Task to complete: Transcribe without changes the part of the records that opens with the first line and closes with the line containing "Query: wooden stud".

Dataset excerpts:
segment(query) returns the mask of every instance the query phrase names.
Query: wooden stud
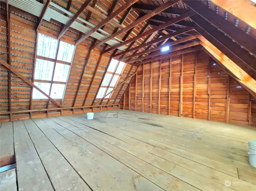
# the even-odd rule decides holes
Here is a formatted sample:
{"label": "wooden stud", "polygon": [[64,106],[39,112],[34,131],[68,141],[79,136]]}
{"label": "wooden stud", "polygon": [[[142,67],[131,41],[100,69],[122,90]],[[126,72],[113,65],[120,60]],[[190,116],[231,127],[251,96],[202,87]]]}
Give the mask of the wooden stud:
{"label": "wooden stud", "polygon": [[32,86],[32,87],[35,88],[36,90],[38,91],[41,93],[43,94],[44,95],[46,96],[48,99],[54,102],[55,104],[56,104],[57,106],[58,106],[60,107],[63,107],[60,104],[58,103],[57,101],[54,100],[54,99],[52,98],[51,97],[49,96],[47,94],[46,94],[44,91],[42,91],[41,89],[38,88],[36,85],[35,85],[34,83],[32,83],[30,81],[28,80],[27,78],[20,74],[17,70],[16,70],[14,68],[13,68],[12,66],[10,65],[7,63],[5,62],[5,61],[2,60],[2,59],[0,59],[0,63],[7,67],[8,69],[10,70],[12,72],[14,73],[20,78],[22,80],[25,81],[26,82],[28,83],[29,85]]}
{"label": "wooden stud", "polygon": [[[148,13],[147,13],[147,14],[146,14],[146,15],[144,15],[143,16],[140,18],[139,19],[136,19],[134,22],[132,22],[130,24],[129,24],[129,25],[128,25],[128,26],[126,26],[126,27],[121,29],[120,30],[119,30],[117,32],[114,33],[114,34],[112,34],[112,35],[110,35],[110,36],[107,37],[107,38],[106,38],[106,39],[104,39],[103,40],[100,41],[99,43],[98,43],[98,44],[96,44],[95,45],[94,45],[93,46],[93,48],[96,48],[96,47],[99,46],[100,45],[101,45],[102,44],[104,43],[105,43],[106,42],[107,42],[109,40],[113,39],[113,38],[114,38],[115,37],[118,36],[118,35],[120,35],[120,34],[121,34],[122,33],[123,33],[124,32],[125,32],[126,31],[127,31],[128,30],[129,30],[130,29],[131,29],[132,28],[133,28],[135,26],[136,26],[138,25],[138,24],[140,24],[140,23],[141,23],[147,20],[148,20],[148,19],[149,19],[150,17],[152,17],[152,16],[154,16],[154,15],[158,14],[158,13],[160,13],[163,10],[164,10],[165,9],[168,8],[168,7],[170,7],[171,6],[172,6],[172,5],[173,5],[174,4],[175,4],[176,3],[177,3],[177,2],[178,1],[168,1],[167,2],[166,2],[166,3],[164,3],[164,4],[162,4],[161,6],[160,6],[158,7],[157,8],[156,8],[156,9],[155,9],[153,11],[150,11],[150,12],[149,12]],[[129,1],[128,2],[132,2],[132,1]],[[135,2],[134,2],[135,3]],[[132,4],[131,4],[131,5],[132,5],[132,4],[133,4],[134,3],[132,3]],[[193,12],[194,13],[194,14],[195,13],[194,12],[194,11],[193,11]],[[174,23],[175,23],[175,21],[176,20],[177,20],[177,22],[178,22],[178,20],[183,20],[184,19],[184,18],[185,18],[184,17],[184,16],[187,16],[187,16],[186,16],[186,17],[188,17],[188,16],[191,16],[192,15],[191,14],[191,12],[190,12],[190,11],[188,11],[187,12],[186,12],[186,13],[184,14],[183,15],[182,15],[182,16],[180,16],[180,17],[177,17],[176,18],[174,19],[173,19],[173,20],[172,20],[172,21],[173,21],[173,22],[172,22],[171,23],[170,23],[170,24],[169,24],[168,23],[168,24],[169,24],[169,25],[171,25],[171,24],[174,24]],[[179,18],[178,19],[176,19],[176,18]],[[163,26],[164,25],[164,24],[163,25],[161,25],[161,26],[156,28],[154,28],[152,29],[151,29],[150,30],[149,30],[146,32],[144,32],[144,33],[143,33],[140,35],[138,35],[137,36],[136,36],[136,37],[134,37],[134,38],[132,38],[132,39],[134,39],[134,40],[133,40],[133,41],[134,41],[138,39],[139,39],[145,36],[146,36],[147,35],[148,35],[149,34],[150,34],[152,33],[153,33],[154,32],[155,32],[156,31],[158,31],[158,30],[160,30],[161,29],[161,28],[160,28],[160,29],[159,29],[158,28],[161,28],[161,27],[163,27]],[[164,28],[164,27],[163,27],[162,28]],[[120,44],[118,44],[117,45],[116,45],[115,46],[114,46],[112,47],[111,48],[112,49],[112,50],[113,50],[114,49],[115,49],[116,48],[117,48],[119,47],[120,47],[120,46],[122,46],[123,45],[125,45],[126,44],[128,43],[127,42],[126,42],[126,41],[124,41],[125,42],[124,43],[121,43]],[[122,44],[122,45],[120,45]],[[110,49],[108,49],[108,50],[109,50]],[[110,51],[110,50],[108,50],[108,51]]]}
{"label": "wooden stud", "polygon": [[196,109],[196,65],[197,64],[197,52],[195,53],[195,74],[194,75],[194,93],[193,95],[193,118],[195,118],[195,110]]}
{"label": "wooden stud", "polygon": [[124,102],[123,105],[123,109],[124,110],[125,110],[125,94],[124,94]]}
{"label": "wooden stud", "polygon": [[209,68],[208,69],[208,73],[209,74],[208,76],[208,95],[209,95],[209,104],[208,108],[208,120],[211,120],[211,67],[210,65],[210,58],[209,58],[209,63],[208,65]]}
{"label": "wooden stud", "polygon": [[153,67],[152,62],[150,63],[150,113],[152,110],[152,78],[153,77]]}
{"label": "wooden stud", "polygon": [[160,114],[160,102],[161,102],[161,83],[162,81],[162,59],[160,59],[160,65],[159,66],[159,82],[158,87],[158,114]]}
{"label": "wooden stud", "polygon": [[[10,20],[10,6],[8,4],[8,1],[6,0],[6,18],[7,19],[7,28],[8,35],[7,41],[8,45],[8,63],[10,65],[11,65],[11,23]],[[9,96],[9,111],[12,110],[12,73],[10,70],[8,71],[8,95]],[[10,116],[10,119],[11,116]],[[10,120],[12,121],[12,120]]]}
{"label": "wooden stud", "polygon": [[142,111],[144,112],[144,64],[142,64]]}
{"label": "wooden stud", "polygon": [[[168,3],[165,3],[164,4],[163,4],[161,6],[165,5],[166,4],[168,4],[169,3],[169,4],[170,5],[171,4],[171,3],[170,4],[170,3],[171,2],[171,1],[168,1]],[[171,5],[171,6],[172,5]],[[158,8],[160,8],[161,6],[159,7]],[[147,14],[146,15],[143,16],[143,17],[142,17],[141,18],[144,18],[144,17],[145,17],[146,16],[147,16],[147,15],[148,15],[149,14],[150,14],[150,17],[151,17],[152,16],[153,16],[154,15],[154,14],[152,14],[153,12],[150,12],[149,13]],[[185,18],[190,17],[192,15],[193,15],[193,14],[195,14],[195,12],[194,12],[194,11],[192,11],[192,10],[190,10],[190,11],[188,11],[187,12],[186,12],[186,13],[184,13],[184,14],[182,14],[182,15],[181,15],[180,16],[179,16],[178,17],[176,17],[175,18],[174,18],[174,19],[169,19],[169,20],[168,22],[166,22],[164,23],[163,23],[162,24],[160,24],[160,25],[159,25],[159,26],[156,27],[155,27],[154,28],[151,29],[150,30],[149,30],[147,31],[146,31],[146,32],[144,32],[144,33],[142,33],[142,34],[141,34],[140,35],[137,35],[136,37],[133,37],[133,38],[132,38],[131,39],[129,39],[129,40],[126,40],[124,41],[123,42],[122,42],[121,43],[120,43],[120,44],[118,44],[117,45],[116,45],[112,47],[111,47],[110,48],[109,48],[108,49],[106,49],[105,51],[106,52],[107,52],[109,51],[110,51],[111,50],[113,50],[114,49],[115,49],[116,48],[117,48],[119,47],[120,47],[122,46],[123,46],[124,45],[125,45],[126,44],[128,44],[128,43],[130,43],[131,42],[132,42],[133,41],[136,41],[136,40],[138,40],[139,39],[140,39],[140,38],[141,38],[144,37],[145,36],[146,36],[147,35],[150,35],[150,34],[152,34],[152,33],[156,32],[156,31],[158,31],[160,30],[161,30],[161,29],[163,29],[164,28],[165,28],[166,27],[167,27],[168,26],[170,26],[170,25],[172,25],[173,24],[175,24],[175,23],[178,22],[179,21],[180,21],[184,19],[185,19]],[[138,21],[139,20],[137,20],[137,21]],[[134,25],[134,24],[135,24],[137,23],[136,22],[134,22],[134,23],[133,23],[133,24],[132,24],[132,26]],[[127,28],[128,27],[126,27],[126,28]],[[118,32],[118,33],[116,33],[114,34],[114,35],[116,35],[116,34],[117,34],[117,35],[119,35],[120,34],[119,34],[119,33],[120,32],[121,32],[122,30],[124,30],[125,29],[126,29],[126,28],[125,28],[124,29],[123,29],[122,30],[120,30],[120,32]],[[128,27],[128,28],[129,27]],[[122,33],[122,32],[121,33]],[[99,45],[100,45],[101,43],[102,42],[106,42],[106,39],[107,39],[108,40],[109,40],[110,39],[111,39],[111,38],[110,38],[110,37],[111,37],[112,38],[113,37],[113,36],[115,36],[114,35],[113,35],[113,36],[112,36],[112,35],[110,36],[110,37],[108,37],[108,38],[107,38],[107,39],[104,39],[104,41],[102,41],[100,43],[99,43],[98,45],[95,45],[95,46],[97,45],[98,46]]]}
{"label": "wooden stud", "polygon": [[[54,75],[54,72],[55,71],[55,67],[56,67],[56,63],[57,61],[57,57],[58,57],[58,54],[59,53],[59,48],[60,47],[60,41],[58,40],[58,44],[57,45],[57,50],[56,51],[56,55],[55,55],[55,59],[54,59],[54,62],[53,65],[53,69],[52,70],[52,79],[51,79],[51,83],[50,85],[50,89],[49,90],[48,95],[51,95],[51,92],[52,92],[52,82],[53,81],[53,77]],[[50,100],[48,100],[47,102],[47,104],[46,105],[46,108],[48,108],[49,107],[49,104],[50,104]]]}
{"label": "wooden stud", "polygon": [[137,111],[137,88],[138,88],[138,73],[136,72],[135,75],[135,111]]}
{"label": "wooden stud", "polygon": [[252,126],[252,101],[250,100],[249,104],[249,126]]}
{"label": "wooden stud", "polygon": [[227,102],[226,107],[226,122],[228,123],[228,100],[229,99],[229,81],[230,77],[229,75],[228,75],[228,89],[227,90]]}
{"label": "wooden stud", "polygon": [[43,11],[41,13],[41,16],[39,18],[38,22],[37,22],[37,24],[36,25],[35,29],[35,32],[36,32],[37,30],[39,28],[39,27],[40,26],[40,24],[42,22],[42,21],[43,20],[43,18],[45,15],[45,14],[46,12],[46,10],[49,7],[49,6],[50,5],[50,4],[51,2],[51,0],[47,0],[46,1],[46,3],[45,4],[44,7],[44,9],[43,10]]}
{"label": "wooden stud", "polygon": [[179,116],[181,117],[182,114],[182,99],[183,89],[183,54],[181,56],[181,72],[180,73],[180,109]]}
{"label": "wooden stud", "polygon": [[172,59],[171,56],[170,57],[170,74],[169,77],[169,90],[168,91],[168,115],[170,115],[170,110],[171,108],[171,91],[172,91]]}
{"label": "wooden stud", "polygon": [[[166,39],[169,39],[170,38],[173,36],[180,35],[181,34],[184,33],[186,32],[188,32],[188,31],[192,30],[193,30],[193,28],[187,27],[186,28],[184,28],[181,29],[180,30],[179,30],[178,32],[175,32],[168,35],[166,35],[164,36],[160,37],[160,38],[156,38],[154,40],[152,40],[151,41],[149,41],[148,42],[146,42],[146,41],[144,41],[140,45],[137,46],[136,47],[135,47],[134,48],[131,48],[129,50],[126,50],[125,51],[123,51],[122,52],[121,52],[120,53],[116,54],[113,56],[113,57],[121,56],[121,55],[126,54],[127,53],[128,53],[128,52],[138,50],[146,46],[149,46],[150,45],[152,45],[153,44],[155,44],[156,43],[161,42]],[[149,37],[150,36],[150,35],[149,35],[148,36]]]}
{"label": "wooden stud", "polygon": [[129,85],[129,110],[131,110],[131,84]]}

Correct result:
segment(query) returns the mask of every instance the query phrase names.
Query: wooden stud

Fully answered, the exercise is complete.